Consegna scritta 1 ::
Nel racconto di viaggio qui sotto, riscrivi il brano che comincia con le parole contenenti "Passato un bivio" e finisce con "certo senso si.". Metti "meccanico" al posto di "gommista".

Estratto della pagina ::
---*---

Passato un bivio foriamo. Superato il passo, la strada scende a zigzag, e ad Acros, piccolo pueblo, il gommista è lo stesso di anni prima. Qui le stazioni di servizio si chiamano GRIFO, una sorta di riconoscimento, una bella vulcanizzazione e la camera è riparata, storie di altri tempi.

Giunti ad Andahuayas, dormiamo all’hotel Sol De Oro, dove si festeggia la riapertura dopo un restauro. Il boss intrattiene la gente fuori dall’hotel, dove va in scena uno spettacolo per l’evento, e a un tratto comunica che per l’occasione sono presenti quattro impavidi motociclisti italiani. Tutti credono che siamo lì per l’occasione, una promozione a costo zero, c’è forse miglior veicolo di pubblicità? Se mi sono stupito? In un certo senso si.

Il sole brucia a queste altitudini, ora la land è più piatta, e in lontananza appare la città di Abancay. Fine del parco giochi, 20 km a girare intorno alla montagna, poi l’asfalto, siamo scesi di 2000 m.

La strada del Cinquecentario, collega la costa a Cuzco, ma noi devieremo prima per Urubamba. Cuzco rappresenta il centro dove si amministrava l’impero Inca ma Urubamba resta l’epicentro da cui poter effettuare escursioni, specialmente per Machu Picchu. La vicinanza di Ollataytambo, permette infatti di risparmiare 45$ sul prezzo del biglietto ferroviario per Agua Calientes, paesino ai piedi di Machu Picchu, che puntualmente raggiungiamo all’indomani, in treno.

Machu Piccu è la città perduta: gli spagnoli la cercarono in lungo e in largo; per gli Incas fu l’ultimo baluardo di sopravvivenza, situata in cima ad una vallata in posizione strategica, con il fiume sacro alle pendici (Urubamba). Negli anni fu inghiottita dalla vegetazione, e le tante spedizioni per individuarla non le resero la fama dovuta. Fu solo più tardi, nel 1911 grazie allo storico statunitense Hiram Bingham, che Machu Picchu salì alla ribalta mondiale. Bingham, avendo capito l’importanza del sito e scoperto il luogo esatto, sollecitò la comunità scientifica internazionale ad investire per riportare alla luce le splendide rovine. Così quello che oggi appare all’occhio del turista testimonia nella realtà quello che era questo luogo incaico, meta di migliaia di turisti.

Si è fatta ora di riprendere la moto, sarà una giornata da turisti, con delle attrattive che a volte lasciano stupiti, come le saline di Maras. Trovare una conformazione salina a 3300 meti d’altezza è tutt’altro che normale ma in questa parte di mondo tutto sembra magico; lo sono anche le coltivazioni a gradoni di Moray dove gli Inca ambientavano le sementi per usarle a queste altitudini, tecnica ancora oggi in uso.

---*---

Dati da elaborare ::
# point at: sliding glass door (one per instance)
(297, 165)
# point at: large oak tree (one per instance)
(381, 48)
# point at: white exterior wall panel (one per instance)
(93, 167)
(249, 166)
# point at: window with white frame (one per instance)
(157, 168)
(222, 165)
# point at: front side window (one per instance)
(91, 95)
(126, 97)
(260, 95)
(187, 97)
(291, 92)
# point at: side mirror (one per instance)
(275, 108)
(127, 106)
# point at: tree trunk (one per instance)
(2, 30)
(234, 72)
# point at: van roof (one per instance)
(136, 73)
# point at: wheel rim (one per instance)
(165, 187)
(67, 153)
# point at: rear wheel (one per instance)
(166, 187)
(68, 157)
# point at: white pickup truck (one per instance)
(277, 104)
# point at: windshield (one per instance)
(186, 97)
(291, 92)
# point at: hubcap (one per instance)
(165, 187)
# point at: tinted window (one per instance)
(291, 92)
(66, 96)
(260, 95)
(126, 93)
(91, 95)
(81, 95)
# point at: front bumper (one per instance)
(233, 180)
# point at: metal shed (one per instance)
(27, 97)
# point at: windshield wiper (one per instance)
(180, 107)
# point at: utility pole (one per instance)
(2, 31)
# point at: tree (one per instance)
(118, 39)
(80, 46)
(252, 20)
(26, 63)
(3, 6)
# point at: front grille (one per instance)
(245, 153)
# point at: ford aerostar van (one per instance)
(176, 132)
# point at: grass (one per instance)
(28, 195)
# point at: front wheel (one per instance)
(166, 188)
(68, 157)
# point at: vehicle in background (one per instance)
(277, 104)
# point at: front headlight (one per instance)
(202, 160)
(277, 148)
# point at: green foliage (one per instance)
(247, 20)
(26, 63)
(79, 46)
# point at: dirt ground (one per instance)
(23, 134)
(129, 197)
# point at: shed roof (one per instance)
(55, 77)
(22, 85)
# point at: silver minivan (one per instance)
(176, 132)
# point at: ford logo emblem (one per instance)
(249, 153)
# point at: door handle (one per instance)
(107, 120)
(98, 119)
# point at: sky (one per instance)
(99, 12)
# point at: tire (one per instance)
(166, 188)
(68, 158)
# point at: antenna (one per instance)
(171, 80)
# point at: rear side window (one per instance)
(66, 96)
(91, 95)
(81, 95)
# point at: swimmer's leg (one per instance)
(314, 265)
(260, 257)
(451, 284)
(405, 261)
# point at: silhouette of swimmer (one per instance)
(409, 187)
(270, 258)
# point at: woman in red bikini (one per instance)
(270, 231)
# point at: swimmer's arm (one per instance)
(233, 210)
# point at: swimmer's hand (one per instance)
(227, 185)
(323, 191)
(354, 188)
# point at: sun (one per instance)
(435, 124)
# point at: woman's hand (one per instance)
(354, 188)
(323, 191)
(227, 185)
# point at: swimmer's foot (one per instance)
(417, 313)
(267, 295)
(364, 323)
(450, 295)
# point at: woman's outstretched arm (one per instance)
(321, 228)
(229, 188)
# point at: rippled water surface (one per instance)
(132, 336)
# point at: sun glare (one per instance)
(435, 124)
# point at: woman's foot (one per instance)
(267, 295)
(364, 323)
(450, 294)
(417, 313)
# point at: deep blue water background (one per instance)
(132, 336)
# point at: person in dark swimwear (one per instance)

---*---

Consegna scritta 2 ::
Ricopia identiche le righe dei record che partono da quella contenente "# point at: swimmer's leg (one per instance)" e arrivano fino alla fine dei record, estremi compresi.

Risposta completa 1 ::
Passato un bivio foriamo. Superato il passo, la strada scende a zigzag, e ad Acros, piccolo pueblo, il meccanico è lo stesso di anni prima. Qui le stazioni di servizio si chiamano GRIFO, una sorta di riconoscimento, una bella vulcanizzazione e la camera è riparata, storie di altri tempi.

Giunti ad Andahuayas, dormiamo all’hotel Sol De Oro, dove si festeggia la riapertura dopo un restauro. Il boss intrattiene la gente fuori dall’hotel, dove va in scena uno spettacolo per l’evento, e a un tratto comunica che per l’occasione sono presenti quattro impavidi motociclisti italiani. Tutti credono che siamo lì per l’occasione, una promozione a costo zero, c’è forse miglior veicolo di pubblicità? Se mi sono stupito? In un certo senso si.

Risposta completa 2 ::
# point at: swimmer's leg (one per instance)
(314, 265)
(260, 257)
(451, 284)
(405, 261)
# point at: silhouette of swimmer (one per instance)
(409, 187)
(270, 258)
# point at: woman in red bikini (one per instance)
(270, 231)
# point at: swimmer's arm (one per instance)
(233, 210)
# point at: swimmer's hand (one per instance)
(227, 185)
(323, 191)
(354, 188)
# point at: sun (one per instance)
(435, 124)
# point at: woman's hand (one per instance)
(354, 188)
(323, 191)
(227, 185)
# point at: swimmer's foot (one per instance)
(417, 313)
(267, 295)
(364, 323)
(450, 295)
# point at: woman's outstretched arm (one per instance)
(321, 228)
(229, 188)
# point at: rippled water surface (one per instance)
(132, 336)
# point at: sun glare (one per instance)
(435, 124)
# point at: woman's foot (one per instance)
(267, 295)
(364, 323)
(450, 294)
(417, 313)
# point at: deep blue water background (one per instance)
(132, 336)
# point at: person in dark swimwear (one per instance)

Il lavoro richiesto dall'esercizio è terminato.